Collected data
################

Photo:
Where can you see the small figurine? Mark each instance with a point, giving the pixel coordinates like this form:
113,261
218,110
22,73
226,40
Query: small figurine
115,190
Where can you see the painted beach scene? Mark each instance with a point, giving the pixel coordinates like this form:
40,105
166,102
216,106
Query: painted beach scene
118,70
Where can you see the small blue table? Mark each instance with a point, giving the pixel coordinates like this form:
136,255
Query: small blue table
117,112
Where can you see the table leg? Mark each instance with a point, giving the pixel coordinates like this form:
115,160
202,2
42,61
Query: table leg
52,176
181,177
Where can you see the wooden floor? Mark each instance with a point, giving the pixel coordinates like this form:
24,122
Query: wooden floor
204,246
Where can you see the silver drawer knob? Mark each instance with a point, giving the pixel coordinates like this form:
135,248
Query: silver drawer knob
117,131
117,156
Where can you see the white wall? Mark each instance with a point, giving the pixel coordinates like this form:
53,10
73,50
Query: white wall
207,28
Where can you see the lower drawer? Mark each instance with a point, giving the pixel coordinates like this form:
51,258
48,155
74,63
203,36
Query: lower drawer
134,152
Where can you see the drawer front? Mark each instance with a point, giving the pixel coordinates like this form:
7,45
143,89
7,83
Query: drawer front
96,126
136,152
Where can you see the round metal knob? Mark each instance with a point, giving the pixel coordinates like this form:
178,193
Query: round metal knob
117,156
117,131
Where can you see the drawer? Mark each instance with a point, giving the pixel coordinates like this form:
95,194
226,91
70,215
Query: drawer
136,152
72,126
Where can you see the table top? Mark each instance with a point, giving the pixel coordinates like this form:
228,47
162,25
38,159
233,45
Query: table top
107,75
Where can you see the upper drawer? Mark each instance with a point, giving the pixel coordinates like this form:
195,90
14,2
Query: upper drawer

################

**Problem to solve:** The lines above that hold the word "upper" are the ones to copy.

**Response area:**
Where can you see the upper drawer? Mark each instance with a point, giving the pixel coordinates like this form:
Query: upper drawer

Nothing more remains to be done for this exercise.